O agronegócio é um dos principais setores do Brasil, sendo responsável por quase 25% do PIB (Produto Interno Bruto) de 2017, segundo a Confederação da Agricultura e Pecuária do Brasil (CNA). Favorecido pelo clima, que influenciou uma safra recorde de grãos no ano passado, o segmento obteve o maior crescimento dos últimos anos (13,4%) e as expectativas para 2018 não são diferentes.
 
Um dos fatores que deve contribuir para o aumento da representatividade do setor na economia brasileira é o investimento em tecnologia e inovação visando a digitalização do campo, que resulta em produções maiores e redução de perdas. Aspectos fundamentais para enfrentar as margens apertadas com que os produtores operam.
 
Mesmo diante desse cenário de alta, alguns setores têm enfrentado algumas dificuldades. A safra de cana, por exemplo, está caindo pelo terceiro ano consecutivo. Porém, existe um desafio que é inerente a todos os segmentos do agronegócio: a previsibilidade de riscos, cuja falta encarece os seguros e dificulta a obtenção de crédito rural. A tecnologia, além de conferir mais produtividade ao campo, pode facilitar o processo de concessão ao aumentar a base de dados e aprimorar as análises de risco, reduzindo assim, o valor das apólices.

+--

Tarefa a:
De acordo com o texto sobre o agronegócio, qual safra está caindo pelo terceiro ano consecutivo?

Entradas de dados salvas
+--

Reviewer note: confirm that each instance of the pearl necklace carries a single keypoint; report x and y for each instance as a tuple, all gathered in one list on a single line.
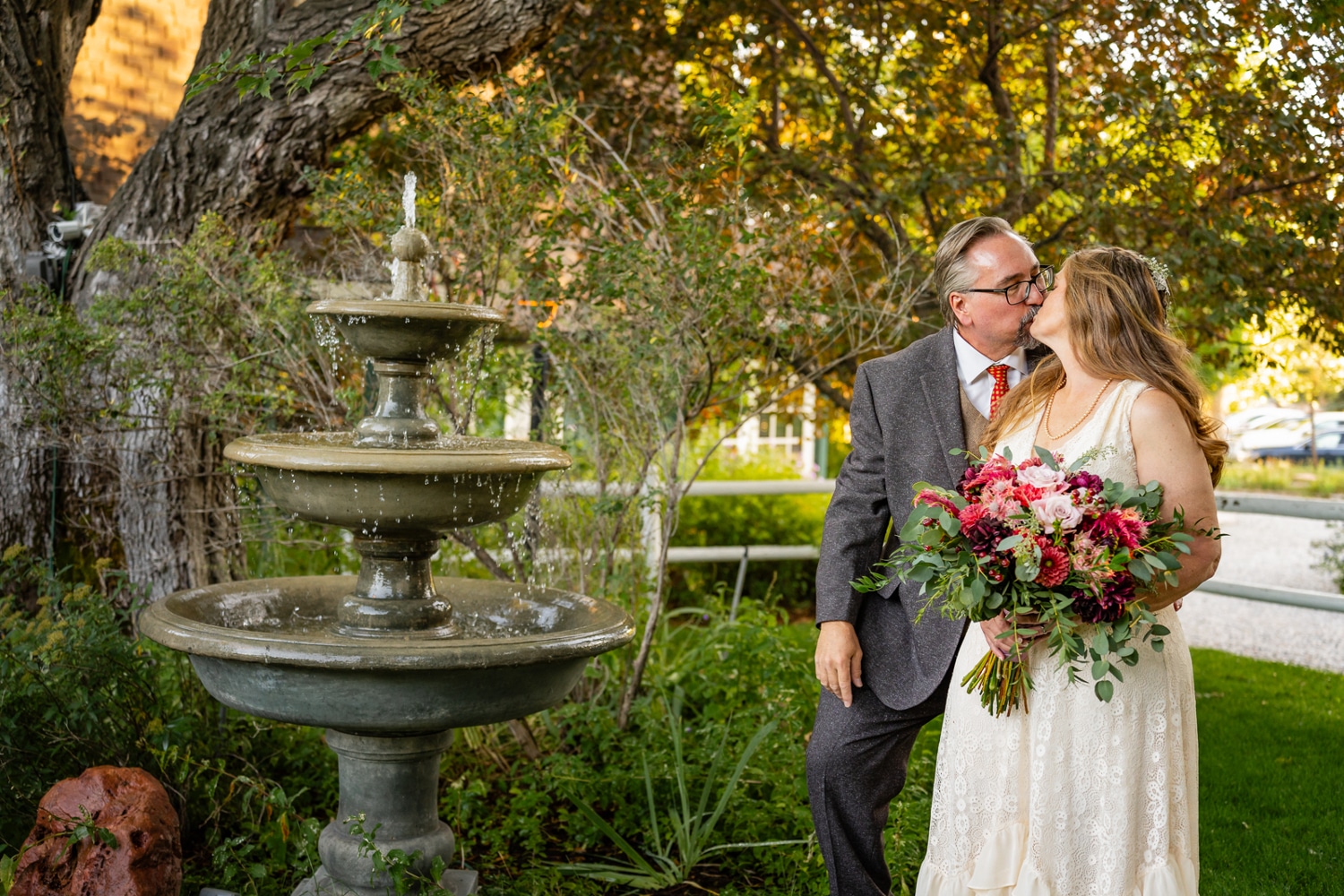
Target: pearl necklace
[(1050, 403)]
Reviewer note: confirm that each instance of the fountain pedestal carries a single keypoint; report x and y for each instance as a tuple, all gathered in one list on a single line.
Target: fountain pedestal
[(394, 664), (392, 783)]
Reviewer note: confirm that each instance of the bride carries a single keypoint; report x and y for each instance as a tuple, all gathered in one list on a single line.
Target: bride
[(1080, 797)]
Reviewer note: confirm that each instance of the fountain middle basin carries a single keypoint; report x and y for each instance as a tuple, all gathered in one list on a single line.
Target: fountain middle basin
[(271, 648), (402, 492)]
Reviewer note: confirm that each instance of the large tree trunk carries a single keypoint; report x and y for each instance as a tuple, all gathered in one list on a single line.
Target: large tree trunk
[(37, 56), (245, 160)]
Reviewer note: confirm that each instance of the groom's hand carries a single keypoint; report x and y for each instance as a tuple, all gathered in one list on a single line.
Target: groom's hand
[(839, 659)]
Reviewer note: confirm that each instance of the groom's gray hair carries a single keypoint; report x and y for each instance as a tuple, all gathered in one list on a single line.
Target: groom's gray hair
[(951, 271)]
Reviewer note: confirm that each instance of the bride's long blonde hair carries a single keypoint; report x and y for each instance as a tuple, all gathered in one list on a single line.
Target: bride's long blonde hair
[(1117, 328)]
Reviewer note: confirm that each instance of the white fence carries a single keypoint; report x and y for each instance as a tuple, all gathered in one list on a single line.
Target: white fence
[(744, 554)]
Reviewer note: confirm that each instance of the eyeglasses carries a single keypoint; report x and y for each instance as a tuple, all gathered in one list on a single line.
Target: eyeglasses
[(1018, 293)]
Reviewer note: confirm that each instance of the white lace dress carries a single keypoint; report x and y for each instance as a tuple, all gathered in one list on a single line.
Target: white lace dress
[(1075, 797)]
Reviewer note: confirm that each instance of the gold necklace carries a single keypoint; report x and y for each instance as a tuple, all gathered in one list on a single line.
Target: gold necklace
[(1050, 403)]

+--

Tarefa b:
Reescreva as linhas de dados entre a que contém "the fountain pedestal" e a que contém "[(1075, 797)]", ambas incluídas, deslocando em 6 cada coordenada das respostas.

Resposta a:
A safra de cana.

Resposta b:
Reviewer note: confirm that each instance of the fountain pedestal carries a single keypoint; report x and y for each instance as a tuple, all gathered in one list on a single line.
Target: fountain pedestal
[(400, 670), (398, 789)]
Reviewer note: confirm that each instance of the bride carries a single keypoint; report x and y for each instance as a tuple, all gathered in one list on a single line.
Target: bride
[(1086, 803)]
Reviewer note: confirm that each instance of the fountain middle basin carries a single keypoint; report x and y for each instance as a tuple, all gathered in one list on a single line.
Target: fountain middle basin
[(277, 654), (408, 498)]
Reviewer note: confirm that each instance of the large tree trunk carries a single keypoint; report x and y for each instance as a tuple, all gathered in one list on a single line.
Target: large tree trunk
[(43, 62), (251, 166)]
Reviewer note: confirm that each instance of the groom's hand carries a single keypoint; report x and y for each instance as a tuple, all gathered in one list on a single line.
Target: groom's hand
[(845, 665)]
Reviewer note: confirm that each instance of the groom's gray hair carries a single keypoint; report x and y for each instance as a tuple, all gathered in one list on a single line.
Target: groom's gray hair
[(957, 277)]
Reviewer note: confirm that each instance of the bride's long blonde hair carries a single keypoint; report x and y for each instance as a tuple, all gathered in one list on a single line.
Target: bride's long blonde hair
[(1123, 334)]
Reviewer note: confirm that each instance of the white fence carries a single keypoint; report x and y for each instance as a tuple, all gathered in one list on a single line.
Target: white fence
[(750, 560)]
Reviewer note: confirm that each instance of the eyeglasses carries a single keypoint; report x and y for each instance as a tuple, all gathered in one list on a single line.
Target: eyeglasses
[(1024, 299)]
Reviewer note: confirm that each instance of the white lace dress carries a single keypoint; report x and y for each instance as a tuple, all gathered in one list on a single line.
Target: white lace dress
[(1081, 803)]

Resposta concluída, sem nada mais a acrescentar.